(Referring expression pointing data)
=== Begin Enclosure ===

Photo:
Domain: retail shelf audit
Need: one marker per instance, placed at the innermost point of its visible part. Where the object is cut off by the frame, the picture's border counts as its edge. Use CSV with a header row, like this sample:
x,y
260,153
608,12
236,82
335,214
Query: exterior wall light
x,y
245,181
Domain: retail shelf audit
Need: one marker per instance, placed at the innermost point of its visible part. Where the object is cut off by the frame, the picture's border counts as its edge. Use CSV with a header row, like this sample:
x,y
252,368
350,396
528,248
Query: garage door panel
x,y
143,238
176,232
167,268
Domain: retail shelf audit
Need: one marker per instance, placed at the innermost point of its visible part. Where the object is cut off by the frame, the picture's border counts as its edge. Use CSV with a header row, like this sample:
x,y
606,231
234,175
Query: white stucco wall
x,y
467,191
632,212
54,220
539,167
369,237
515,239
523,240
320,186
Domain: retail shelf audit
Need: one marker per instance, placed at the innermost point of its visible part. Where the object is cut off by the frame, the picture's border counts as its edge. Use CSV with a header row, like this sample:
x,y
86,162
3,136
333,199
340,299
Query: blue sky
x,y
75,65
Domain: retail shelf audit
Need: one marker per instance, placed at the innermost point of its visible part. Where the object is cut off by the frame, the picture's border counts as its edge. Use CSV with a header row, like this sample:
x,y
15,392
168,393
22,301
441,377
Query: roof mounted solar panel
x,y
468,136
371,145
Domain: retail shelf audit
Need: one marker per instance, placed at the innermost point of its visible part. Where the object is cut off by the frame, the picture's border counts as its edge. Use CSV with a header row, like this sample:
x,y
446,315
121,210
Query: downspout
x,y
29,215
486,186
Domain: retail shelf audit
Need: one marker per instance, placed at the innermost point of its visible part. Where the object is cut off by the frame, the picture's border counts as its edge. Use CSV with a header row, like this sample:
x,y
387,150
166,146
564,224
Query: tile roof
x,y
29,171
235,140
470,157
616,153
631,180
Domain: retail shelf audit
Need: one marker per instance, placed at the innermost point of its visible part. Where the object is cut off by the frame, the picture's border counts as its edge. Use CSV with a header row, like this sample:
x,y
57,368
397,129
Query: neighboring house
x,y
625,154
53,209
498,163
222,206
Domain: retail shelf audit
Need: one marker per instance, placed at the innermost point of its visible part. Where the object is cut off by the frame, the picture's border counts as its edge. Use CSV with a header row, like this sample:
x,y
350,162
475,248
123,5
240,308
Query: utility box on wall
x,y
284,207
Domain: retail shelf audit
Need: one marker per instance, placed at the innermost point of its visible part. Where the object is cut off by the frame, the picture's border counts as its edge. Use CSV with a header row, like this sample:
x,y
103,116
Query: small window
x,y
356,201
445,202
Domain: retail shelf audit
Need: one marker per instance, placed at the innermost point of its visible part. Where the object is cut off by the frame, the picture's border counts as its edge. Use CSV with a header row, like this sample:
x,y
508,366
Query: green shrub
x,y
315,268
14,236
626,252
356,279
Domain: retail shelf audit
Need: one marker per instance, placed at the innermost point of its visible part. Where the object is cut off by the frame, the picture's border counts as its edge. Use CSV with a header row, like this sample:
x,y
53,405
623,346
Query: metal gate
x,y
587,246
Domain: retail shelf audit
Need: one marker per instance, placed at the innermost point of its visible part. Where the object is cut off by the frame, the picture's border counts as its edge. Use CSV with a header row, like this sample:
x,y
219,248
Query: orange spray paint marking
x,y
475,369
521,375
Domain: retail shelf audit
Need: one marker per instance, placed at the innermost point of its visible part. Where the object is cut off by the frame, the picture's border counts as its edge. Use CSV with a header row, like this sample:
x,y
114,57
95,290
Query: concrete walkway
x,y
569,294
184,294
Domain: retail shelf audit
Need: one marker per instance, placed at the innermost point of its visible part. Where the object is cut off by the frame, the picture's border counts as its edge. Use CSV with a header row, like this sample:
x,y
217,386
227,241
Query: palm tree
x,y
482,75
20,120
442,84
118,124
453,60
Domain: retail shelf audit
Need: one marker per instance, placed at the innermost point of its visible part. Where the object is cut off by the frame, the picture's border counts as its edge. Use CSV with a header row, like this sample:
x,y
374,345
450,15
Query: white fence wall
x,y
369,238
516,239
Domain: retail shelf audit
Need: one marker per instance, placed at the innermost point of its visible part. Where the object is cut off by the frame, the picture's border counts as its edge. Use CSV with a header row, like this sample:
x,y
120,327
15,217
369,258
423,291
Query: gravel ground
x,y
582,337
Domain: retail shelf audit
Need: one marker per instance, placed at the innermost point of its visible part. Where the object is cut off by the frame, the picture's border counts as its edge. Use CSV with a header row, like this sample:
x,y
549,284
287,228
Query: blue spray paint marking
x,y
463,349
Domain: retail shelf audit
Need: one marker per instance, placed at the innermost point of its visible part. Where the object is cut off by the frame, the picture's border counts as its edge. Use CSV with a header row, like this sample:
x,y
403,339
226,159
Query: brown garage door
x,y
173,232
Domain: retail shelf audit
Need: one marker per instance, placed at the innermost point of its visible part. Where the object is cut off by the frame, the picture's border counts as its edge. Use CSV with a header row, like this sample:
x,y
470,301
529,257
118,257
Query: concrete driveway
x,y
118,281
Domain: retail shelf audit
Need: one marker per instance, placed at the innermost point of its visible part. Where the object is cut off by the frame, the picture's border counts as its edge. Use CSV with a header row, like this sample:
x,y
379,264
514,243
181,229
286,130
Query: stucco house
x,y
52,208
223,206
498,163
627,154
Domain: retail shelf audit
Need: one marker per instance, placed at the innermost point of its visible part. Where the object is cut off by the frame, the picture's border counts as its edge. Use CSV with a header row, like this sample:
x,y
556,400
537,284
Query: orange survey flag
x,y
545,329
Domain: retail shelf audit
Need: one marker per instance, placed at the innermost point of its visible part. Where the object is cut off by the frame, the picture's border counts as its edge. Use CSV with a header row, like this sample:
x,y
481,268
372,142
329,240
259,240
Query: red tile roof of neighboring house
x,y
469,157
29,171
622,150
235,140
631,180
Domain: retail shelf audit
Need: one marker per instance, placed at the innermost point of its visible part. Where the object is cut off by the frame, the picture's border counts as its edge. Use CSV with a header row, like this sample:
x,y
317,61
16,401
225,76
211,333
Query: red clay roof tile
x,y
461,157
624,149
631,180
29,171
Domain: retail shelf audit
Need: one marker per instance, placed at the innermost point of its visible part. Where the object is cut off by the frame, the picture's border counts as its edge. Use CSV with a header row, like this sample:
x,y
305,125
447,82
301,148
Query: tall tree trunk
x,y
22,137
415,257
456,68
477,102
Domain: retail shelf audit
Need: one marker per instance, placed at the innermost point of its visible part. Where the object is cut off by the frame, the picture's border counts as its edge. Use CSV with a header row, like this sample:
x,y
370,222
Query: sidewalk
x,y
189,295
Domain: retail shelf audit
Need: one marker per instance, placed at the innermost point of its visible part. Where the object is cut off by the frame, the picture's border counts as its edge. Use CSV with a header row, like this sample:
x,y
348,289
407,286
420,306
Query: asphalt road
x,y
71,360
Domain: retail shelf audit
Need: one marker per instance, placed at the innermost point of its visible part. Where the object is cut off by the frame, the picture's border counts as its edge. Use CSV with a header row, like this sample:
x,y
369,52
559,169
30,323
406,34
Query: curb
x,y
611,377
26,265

=== End Enclosure ===

Work request: The job here is to write out all the entries again exactly.

Your solution:
Photo:
Domain: retail shelf audit
Need: one marker per instance, placed at the innermost point of its visible part. Where the object is cut off by the frame, the picture's border counts as its edge. Use CSV with a header row, like this sample:
x,y
260,153
608,12
236,82
335,214
Query: exterior wall light
x,y
245,181
Domain: retail shelf audit
Need: one marker per instance, placed at the innermost point of its visible part. Where the object is cut off by the frame, the picture's border counts as its edge. Use CSV with a header row, like this sample:
x,y
252,368
350,396
528,248
Query: garage door panel
x,y
143,238
176,232
167,268
Domain: retail shelf audit
Need: one marker per instance, placed at the innermost point of its visible part. Where the object is cut off by the frame, the picture's border counts as its edge. Use CSV with a header row, like this sample:
x,y
606,231
234,175
Query: white stucco wall
x,y
467,191
632,212
54,220
539,167
369,237
515,239
523,240
320,186
Domain: retail shelf audit
Need: one marker per instance, placed at the innermost point of its visible part. Where the object is cut off by the frame, the picture's border counts as its edge. Use CSV with a header row, like this sample:
x,y
86,162
3,136
333,199
340,299
Query: blue sky
x,y
75,65
Domain: retail shelf audit
Need: one marker per instance, placed at the innermost point of its visible part. Where the object is cut off by the frame, the picture's border counts as its edge. Use CSV with a header row, like this sample:
x,y
15,392
168,393
22,301
441,377
Query: roof mounted solar panel
x,y
468,136
371,145
Domain: retail shelf audit
Need: one marker per instance, placed at the innermost point of its visible part. Where the object is cut off by the frame, the picture's border counts as its edge. Use CSV with a header row, like this sample:
x,y
446,315
121,210
Query: downspout
x,y
29,215
486,186
Domain: retail shelf audit
Need: one marker per instance, placed at the innermost point of its visible part. Where the object is cut off by the frame, the picture's border counts as its edge. Use CSV with a header row, like this sample:
x,y
387,150
166,146
564,224
Query: tile roof
x,y
29,171
235,140
470,157
616,153
631,180
Domain: retail shelf audit
Need: one marker per instance, placed at the innermost point of its visible part. Where the object is cut off by the frame, the picture's border counts as its edge. Use CSV with a header row, like this sample:
x,y
57,368
397,129
Query: neighboring house
x,y
625,154
53,209
498,163
222,206
Domain: retail shelf audit
Need: one marker per instance, placed at the innermost point of its visible part. Where the object is cut off by the frame, the picture's border counts as its edge. Use CSV with a header row, like this sample:
x,y
350,162
475,248
123,5
240,308
Query: utility box on wall
x,y
284,207
Domain: retail shelf audit
Need: one marker per instance, placed at the innermost point of its visible part. Where the object is cut off by the frame, the picture's border counts as its edge. Use CSV with a header row, like this sample:
x,y
103,116
Query: small window
x,y
356,201
445,202
Domain: retail shelf audit
Need: one marker per instance, placed at the innermost point of its visible part. Where the object is cut off by the frame, the picture's border counts as its edge. Use CSV with a header row, like this sample:
x,y
508,366
Query: green shrub
x,y
315,268
14,236
626,252
356,279
Domain: retail shelf audit
Need: one marker per instance, placed at the innermost point of its visible part. Where the object is cut off by the frame, the picture's border counts as its edge. Use CSV with a header row, like this sample:
x,y
53,405
623,346
Query: metal gate
x,y
587,246
Domain: retail shelf audit
Need: one marker per instance, placed at the innermost point of its visible part. Where the object is cut off by the frame, the picture's border counts as its edge. Use CSV with a header row, like this sample:
x,y
219,248
Query: orange spray paint marking
x,y
475,369
521,375
Domain: retail shelf audit
Need: one marker per instance, placed at the innermost point of its visible part. Where the object is cut off by the frame, the picture's border counts as its edge. Use CSV with a header row, like this sample:
x,y
114,57
95,290
Query: concrete walkway
x,y
569,294
184,294
Domain: retail shelf audit
Need: one marker per instance, placed at the innermost point of its visible part. Where the object is cut off by the frame, the picture's border counts as its edge. Use CSV with a header row, like this sample:
x,y
217,386
227,241
Query: palm tree
x,y
482,75
20,120
442,84
118,124
453,60
Domain: retail shelf audit
Need: one marker per instance, placed at the innermost point of its visible part. Where the object is cut off by the frame, the picture's border counts as its edge. Use CSV with a header row, like this sample:
x,y
374,345
450,15
Query: white fence wall
x,y
369,238
516,239
Domain: retail shelf audit
Need: one marker per instance, placed at the innermost point of its visible part. Where the object is cut off by the frame, the picture's border counts as its edge. Use CSV with a header row, like this sample:
x,y
120,327
15,217
369,258
423,291
Query: gravel ground
x,y
582,337
Domain: retail shelf audit
Need: one marker per instance, placed at the innermost point of its visible part. Where the object is cut off by the frame, the picture's border counts as its edge. Use CSV with a header row, like this sample:
x,y
549,284
287,228
Query: blue spray paint marking
x,y
463,349
Domain: retail shelf audit
Need: one marker per instance, placed at the innermost point of its visible part. Where the object is cut off by the frame, the picture's border counts as its edge. Use CSV with a header row, like this sample:
x,y
403,339
226,159
Query: brown garage door
x,y
173,232
Domain: retail shelf audit
Need: one marker per instance, placed at the innermost point of its visible part. Where the object is cut off by the frame, the picture's border counts as its edge. Use CSV with a header row, like this sample:
x,y
470,301
529,257
118,257
Query: concrete driveway
x,y
118,281
Domain: retail shelf audit
Need: one marker per instance, placed at the innermost point of its visible part. Where the object is cut off by the frame, the picture's border counts as its edge. Use CSV with a header row, like this sample:
x,y
379,264
514,243
181,229
286,130
Query: stucco house
x,y
52,208
223,206
498,163
627,154
Domain: retail shelf audit
Need: one marker per instance, placed at the innermost point of its visible part. Where the object is cut off by the frame, the picture's border counts as its edge. Use CSV with a header row, like this sample:
x,y
556,400
537,284
Query: orange survey flag
x,y
545,329
Domain: retail shelf audit
Need: one marker per instance, placed at the innermost point of its visible part. Where the object is cut off by the frame, the picture's border counts as its edge. Use CSV with a header row, like this sample:
x,y
481,268
372,142
329,240
259,240
Query: red tile roof of neighboring house
x,y
469,157
29,171
622,150
235,140
631,180
Domain: retail shelf audit
Need: one marker per instance, placed at the innermost point of its visible part. Where the object is cut off by the frame, the picture's border counts as its edge. Use CSV with a header row, like this sample:
x,y
317,61
16,401
225,76
211,333
Query: red clay roof tile
x,y
461,157
624,149
631,180
29,171
Domain: retail shelf audit
Need: one marker per instance, placed at the innermost point of its visible part. Where the object is cut off by the frame, the picture's border counts as its edge. Use CSV with a header row, like this sample:
x,y
305,125
447,82
301,148
Query: tall tree trunk
x,y
22,137
415,257
456,68
477,102
Domain: retail shelf audit
Need: one marker per instance, placed at the innermost point of its visible part. Where the object is cut off by the frame, the picture's border counts as its edge. Use CSV with a header row, like this sample:
x,y
370,222
Query: sidewalk
x,y
189,295
Domain: retail shelf audit
Need: one marker per instance, placed at the innermost point of its visible part. Where the object is cut off by the frame, the picture's border counts as its edge. Use CSV with a header row, like this sample:
x,y
348,289
407,286
420,306
Query: asphalt road
x,y
71,360
Domain: retail shelf audit
Need: one marker per instance, placed at the innermost point of its visible part. Where the object is cut off by the frame, the picture's border counts as its edge. Use CSV with a header row, like this sample:
x,y
369,52
559,169
30,323
406,34
Query: curb
x,y
611,377
26,265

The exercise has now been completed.